Copy every row below verbatim, changing nothing.

— Begin GIVEN DATA —

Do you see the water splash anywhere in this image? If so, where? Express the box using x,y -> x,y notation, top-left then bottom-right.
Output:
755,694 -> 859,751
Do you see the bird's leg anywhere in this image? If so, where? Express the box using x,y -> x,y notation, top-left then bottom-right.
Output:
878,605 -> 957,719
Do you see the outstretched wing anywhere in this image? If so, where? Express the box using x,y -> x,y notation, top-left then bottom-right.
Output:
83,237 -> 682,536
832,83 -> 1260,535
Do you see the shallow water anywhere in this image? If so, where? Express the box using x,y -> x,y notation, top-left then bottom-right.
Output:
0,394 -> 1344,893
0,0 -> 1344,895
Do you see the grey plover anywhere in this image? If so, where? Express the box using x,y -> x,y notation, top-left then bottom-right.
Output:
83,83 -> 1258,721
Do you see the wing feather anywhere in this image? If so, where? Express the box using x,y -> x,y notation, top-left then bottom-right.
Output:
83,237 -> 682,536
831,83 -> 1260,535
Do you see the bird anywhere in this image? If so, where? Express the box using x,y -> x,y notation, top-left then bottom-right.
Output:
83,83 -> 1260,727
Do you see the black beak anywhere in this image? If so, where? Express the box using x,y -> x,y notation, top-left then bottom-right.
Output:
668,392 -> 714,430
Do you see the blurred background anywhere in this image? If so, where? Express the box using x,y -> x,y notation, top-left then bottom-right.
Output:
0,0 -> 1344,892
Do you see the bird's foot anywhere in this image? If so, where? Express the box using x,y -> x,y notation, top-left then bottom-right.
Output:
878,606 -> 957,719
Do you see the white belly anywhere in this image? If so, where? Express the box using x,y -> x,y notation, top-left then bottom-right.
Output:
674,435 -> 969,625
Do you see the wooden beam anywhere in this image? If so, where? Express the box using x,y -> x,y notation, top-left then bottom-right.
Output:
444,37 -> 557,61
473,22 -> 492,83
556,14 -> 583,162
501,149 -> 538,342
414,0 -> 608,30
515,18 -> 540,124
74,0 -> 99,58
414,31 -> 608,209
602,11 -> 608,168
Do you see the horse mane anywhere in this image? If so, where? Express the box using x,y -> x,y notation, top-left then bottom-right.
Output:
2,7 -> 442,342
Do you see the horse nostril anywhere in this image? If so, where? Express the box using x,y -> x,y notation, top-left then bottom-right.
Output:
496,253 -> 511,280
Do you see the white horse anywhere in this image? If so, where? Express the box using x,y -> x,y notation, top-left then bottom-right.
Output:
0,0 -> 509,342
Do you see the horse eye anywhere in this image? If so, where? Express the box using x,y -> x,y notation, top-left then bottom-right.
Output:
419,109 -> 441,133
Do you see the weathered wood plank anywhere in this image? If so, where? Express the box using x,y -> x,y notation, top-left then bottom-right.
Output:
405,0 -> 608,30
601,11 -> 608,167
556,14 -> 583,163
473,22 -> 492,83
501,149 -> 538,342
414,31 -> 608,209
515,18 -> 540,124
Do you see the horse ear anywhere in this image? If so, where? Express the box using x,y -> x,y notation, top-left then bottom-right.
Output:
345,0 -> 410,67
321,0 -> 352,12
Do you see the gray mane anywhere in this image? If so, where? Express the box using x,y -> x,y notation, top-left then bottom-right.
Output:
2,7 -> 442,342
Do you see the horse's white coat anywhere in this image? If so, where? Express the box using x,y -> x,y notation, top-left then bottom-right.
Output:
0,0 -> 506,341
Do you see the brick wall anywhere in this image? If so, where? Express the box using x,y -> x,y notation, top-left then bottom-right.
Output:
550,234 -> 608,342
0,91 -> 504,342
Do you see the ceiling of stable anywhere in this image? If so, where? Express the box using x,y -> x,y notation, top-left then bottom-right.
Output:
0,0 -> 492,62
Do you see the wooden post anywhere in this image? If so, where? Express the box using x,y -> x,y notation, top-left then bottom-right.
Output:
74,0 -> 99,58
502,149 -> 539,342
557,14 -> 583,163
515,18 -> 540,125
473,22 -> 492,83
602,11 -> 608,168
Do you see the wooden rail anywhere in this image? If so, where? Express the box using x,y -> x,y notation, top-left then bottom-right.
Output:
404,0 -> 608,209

— End GIVEN DATA —

* RESULT BELOW *
Do you see the water splash anywhere in this image? If so, where? Express the box using x,y -> x,y notation, top-left then bottom-right.
Output:
755,694 -> 859,751
Do you see the bird's leg anywhere in this image? If so, where? Express the box using x,y -> x,y notation, top-left then bottom-right.
Output:
878,605 -> 957,719
Do you see the outstretched wing anywhere in this image? If so, where? Express the box using x,y -> x,y notation, top-left then bottom-right.
Output:
83,237 -> 682,536
832,83 -> 1260,535
Do you see the shallow water anywhere in this image? If so, where? Express the box using x,y -> x,y notation, top-left then bottom-right.
Output:
0,394 -> 1344,893
0,0 -> 1344,895
Do you see the grey plover anywhere in this image? If so, where? Express the box using x,y -> x,y notation, top-left then bottom-right.
Output:
83,83 -> 1258,721
Do you see the wing feather anywhere in this image? If so, where? Express the box using x,y -> x,y notation, top-left then bottom-right.
Output:
83,237 -> 682,536
831,83 -> 1260,535
Do you see the bird anywhere in this image? If so, where? Express the box using x,y -> x,y notation, top-left then bottom-right.
Output:
83,83 -> 1260,727
Do you see the black beak anywhere in this image? If so, where? Express the box using x,y -> x,y notation, top-left then bottom-right.
Output:
668,392 -> 714,430
Do you see the blurred background anywhere in this image? If so, where? Express the box using x,y -> x,y notation, top-left then bottom-right.
Output:
0,0 -> 1344,892
Do you see the bird's foot anywhere in this image? If so, where? Express the box using x,y -> x,y notation, top-left then bottom-right.
Output:
878,606 -> 957,719
Do you see the white belly anywhere in this image? If so, where? Express the box using x,y -> x,y notation, top-left then bottom-right.
Output:
674,435 -> 969,625
Do you see the wooden beam anywhere in this image? If so, where? Express the box using x,y -> x,y notation, top-left then bottom-right.
Output:
444,37 -> 557,61
473,22 -> 492,83
556,14 -> 583,162
501,149 -> 538,342
414,0 -> 608,30
515,18 -> 540,124
74,0 -> 99,58
414,31 -> 608,209
602,11 -> 608,168
Do you see the horse mane anywhere in this image? If so, where? Express the box using x,y -> x,y notation, top-left then bottom-right.
Output:
2,7 -> 442,342
Do you see the horse nostril anywhere in this image? If so, where? Express the box using x,y -> x,y notation, top-left then bottom-right.
Output:
496,253 -> 511,280
Do you see the white horse anywhere in this image? If so, where? Express the box using x,y -> x,y notation, top-left then bottom-right.
Output:
0,0 -> 509,342
Do you see the horse eye anywhere in this image? If so, where? Express the box using x,y -> x,y notation, top-left then bottom-right.
Output:
419,109 -> 441,133
Do you see the weathered wood plank anywhere in this image? If so, where? Express the box using x,y -> x,y notation, top-left then bottom-right.
Output:
405,0 -> 608,30
601,11 -> 608,167
556,14 -> 583,163
473,22 -> 492,83
501,149 -> 538,342
414,31 -> 608,209
515,18 -> 540,124
Do you see the horse ear anywhere in this image? If so, where? Express the box using x,y -> x,y notation, top-left then bottom-right.
Output:
345,0 -> 410,67
321,0 -> 352,12
Do you see the gray mane anywhere in this image? If so, where? Express the box using x,y -> x,y notation, top-left then bottom-right.
Output:
2,7 -> 442,342
Do you see the horse's white coat anywhere in this image? If so, where? Express the box using x,y -> x,y notation, top-left then bottom-right.
Output:
0,0 -> 506,341
Do you see the brick wall anywhere in this image? If so, where? Express the box using x,y -> x,y notation, top-left then bottom-right.
Output:
550,234 -> 608,342
0,91 -> 504,342
Do you see the ceiling of stable anywhere in this image? If so, where? Express the box using x,y -> x,y notation, top-left then bottom-right.
Output:
0,0 -> 492,62
Do you see the wooden post anywhere in this image? If so, where? Express the box using x,y -> x,y notation, top-left then bottom-right.
Output:
74,0 -> 99,58
502,149 -> 539,342
557,14 -> 583,163
515,18 -> 540,125
473,22 -> 492,83
602,11 -> 608,168
Do you see the wooden rail anywhere in this image? If so, where? Express the box using x,y -> x,y notation, top-left then bottom-right.
Output:
404,0 -> 608,209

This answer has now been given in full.